— Consigne 1 —
Répondez aux questions suivantes sur le passage consacré à Bailly.
(a) À quels deux noms se rattache l’école scientifique fleurie dont Bailly fait partie ?
(b) Quel ouvrage de Bailly démentirait l’idée qu’il y a du petit goût chez lui ?
(c) Dans quelles parties de son œuvre l’auteur affirme-t-il trouver un peu de mollesse ?
— Consigne 2 —
Recopiez mot pour mot, dans le passage consacré à Bailly, tout ce qui va de « Tout ceci est » jusqu’à « spécieuses que solides. ».

Tout ceci est d’ailleurs très bien dit, et avec une délicatesse
que les astronomes écrivains n’ont pas toujours eue. Loin de moi l’idée de
rien conclure contre Bailly de
cette diversité et
de cette flexibilité de talent ! On voit cependant qu’il n’aura rien
d’austère, qu’il est de l’école scientifique fleurie qui se rattache à
Fontenelle et à Mairan ; et, sans aller jusqu’à dire qu’il y a du petit goût
dans Bailly, ce que son Histoire de l’astronomie
démentirait, j’oserai affirmer (car on peut parler avec lui la langue des
tableaux) qu’il y a un peu de mollesse dans ses couches de fond, et que,
dans certaines vues de développement et de lointain qu’offre ce bel ouvrage,
il y a des parties qui, à les presser, se trouveront plutôt élégantes et
spécieuses que solides.

— Jeu de données —
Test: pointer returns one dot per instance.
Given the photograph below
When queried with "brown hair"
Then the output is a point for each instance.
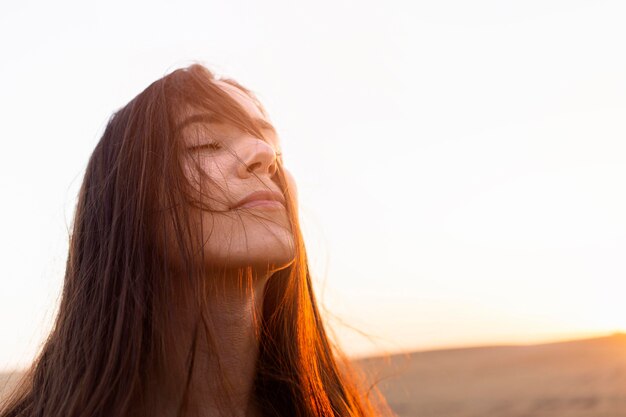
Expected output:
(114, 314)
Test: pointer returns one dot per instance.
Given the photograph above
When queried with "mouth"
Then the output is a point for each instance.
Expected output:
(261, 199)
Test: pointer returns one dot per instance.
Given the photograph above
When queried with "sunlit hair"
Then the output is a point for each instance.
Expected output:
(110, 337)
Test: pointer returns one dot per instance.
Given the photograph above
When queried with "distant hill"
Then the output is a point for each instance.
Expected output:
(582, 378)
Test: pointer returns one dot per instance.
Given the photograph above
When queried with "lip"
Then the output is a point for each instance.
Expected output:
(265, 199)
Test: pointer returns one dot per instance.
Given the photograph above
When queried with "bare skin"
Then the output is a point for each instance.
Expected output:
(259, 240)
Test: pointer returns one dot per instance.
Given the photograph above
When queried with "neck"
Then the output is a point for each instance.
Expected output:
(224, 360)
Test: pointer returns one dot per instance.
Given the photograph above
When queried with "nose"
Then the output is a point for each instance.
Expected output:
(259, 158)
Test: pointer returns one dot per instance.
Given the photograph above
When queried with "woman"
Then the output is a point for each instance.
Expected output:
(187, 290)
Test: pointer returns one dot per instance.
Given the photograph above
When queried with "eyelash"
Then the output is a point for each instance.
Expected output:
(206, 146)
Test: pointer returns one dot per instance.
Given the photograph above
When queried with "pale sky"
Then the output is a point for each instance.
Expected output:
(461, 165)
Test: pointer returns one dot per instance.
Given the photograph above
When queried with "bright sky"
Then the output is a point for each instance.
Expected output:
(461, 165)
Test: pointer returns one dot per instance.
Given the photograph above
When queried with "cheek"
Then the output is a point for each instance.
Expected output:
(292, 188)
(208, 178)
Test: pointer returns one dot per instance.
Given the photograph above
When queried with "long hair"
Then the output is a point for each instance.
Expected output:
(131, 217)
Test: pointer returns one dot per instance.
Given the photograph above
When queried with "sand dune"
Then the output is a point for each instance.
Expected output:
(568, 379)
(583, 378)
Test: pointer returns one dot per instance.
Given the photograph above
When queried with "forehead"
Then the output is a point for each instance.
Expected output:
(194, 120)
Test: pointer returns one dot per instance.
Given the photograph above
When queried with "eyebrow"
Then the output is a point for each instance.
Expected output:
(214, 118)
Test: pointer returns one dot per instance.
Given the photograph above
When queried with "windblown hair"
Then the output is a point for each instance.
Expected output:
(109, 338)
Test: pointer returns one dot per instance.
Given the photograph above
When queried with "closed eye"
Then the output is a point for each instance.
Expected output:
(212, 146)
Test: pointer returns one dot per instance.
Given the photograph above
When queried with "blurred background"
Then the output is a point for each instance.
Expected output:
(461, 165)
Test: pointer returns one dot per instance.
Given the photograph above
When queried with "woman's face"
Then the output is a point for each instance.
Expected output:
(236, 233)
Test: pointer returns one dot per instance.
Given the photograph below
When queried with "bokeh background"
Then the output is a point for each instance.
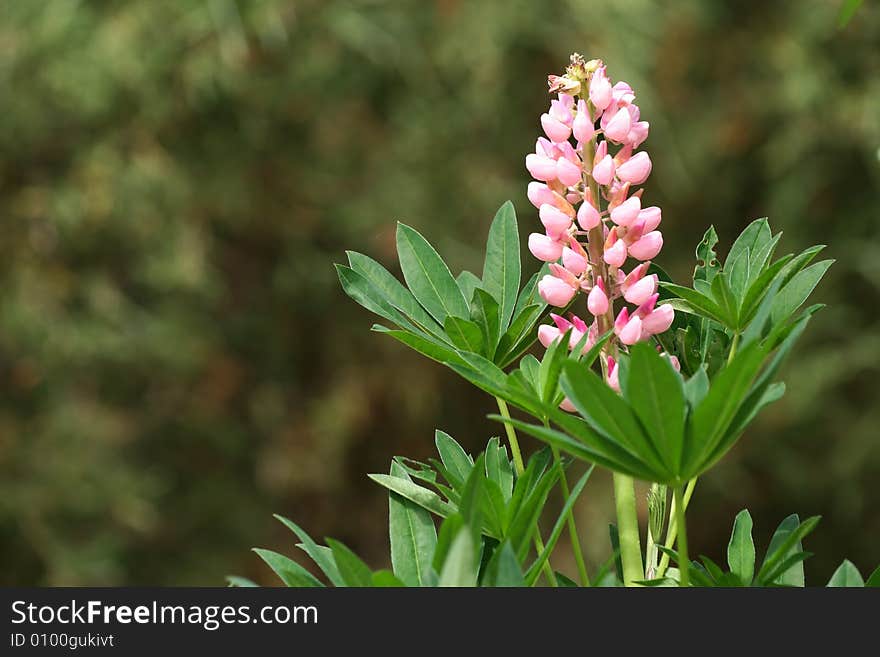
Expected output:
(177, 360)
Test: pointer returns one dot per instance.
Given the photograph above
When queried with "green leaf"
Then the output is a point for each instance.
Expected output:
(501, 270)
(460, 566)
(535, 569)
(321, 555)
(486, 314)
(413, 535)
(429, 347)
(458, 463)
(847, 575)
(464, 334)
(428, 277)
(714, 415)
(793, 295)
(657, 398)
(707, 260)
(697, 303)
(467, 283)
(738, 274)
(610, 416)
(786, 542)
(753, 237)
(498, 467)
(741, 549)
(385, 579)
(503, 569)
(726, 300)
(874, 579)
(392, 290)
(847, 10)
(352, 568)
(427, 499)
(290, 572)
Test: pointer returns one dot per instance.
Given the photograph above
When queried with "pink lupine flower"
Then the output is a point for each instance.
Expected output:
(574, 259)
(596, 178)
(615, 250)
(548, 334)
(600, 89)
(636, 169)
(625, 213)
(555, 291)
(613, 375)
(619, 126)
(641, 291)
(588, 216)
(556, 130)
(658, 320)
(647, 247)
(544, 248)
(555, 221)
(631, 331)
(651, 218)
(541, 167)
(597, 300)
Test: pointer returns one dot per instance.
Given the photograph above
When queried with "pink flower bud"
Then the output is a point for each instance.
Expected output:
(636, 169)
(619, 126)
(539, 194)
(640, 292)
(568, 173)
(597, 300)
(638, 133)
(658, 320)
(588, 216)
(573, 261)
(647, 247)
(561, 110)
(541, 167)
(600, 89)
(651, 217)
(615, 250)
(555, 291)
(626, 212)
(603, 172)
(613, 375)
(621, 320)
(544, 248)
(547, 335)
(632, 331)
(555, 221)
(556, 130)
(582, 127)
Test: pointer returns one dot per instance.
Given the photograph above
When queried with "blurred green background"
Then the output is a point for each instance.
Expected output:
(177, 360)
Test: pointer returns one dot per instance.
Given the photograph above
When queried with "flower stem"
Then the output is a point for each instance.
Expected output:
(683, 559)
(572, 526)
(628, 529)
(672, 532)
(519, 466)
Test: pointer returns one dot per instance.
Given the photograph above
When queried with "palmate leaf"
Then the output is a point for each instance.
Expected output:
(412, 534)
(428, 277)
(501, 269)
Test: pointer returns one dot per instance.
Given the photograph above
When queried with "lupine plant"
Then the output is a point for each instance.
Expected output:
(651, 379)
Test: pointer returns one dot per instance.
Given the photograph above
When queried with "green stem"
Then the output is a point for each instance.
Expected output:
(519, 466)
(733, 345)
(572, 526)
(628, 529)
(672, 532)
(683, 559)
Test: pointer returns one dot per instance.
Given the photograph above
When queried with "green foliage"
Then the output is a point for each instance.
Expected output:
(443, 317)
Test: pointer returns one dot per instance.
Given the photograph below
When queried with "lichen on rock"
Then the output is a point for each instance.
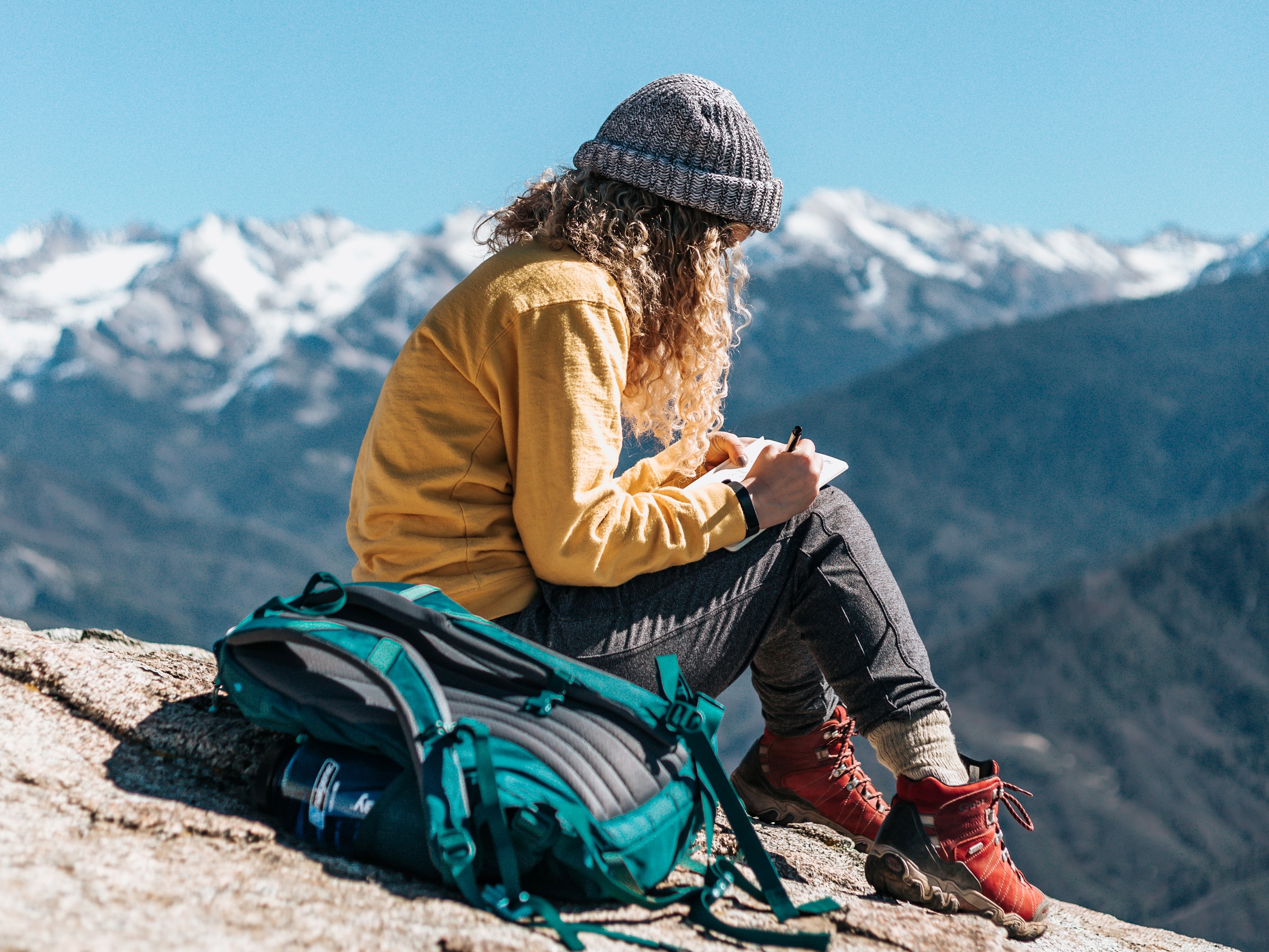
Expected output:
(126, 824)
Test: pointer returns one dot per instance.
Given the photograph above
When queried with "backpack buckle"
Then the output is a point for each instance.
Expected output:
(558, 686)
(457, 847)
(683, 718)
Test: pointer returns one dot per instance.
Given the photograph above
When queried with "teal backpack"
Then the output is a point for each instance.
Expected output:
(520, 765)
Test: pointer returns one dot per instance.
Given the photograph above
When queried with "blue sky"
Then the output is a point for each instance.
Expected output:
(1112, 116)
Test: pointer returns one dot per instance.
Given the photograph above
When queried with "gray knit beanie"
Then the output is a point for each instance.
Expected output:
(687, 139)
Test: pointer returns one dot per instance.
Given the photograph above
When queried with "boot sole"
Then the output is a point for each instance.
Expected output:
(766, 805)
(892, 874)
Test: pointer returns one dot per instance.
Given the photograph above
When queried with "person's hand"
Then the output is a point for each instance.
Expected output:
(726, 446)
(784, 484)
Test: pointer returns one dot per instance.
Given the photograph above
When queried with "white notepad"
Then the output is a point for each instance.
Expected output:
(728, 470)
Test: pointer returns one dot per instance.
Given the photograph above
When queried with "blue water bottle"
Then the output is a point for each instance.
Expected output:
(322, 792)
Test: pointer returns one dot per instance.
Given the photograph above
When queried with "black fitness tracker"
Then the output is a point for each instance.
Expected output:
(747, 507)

...

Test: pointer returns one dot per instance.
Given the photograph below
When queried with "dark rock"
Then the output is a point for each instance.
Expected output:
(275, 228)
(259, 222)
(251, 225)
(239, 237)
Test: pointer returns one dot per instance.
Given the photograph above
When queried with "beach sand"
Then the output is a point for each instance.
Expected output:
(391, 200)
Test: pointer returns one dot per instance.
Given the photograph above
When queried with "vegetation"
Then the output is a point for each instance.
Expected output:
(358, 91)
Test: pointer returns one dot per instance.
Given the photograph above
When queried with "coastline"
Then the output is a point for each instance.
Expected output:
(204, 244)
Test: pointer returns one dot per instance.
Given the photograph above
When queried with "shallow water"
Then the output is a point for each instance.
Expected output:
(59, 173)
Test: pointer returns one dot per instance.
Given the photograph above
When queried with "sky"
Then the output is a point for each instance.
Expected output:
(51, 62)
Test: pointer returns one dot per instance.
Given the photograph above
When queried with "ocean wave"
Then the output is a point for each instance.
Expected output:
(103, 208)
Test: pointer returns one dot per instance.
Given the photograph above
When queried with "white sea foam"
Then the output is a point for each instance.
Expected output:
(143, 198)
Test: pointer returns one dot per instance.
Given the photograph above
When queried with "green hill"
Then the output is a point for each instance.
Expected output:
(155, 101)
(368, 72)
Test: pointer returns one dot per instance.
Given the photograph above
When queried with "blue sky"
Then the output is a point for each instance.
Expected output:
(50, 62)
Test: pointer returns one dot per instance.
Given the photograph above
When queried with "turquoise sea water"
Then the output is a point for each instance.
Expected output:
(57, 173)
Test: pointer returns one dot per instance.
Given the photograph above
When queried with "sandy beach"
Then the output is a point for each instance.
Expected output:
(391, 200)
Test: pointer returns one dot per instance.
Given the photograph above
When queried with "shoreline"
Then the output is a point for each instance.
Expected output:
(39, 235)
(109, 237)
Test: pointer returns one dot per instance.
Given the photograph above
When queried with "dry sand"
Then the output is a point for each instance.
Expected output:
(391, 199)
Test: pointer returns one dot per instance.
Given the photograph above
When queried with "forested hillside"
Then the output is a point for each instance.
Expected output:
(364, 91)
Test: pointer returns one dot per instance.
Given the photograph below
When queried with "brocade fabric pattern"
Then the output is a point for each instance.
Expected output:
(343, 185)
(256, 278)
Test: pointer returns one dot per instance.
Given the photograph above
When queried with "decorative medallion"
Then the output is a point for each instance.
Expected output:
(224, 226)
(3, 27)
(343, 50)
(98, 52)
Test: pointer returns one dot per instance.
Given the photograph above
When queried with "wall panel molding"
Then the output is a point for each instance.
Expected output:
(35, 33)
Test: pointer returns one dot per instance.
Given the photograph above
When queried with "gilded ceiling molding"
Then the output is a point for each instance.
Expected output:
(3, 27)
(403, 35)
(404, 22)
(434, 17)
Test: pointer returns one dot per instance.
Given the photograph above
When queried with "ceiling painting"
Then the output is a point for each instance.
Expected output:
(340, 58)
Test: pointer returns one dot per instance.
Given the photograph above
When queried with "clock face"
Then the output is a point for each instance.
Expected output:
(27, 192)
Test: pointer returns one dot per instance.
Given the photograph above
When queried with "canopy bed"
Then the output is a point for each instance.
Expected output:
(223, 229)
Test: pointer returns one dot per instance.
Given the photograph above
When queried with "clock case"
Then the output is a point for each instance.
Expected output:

— Réponse attendue 1 —
(a) À Fontenelle et à Mairan.
(b) Son Histoire de l’astronomie.
(c) Dans ses couches de fond.

— Réponse attendue 2 —
Tout ceci est d’ailleurs très bien dit, et avec une délicatesse
que les astronomes écrivains n’ont pas toujours eue. Loin de moi l’idée de
rien conclure contre Bailly de
cette diversité et
de cette flexibilité de talent ! On voit cependant qu’il n’aura rien
d’austère, qu’il est de l’école scientifique fleurie qui se rattache à
Fontenelle et à Mairan ; et, sans aller jusqu’à dire qu’il y a du petit goût
dans Bailly, ce que son Histoire de l’astronomie
démentirait, j’oserai affirmer (car on peut parler avec lui la langue des
tableaux) qu’il y a un peu de mollesse dans ses couches de fond, et que,
dans certaines vues de développement et de lointain qu’offre ce bel ouvrage,
il y a des parties qui, à les presser, se trouveront plutôt élégantes et
spécieuses que solides.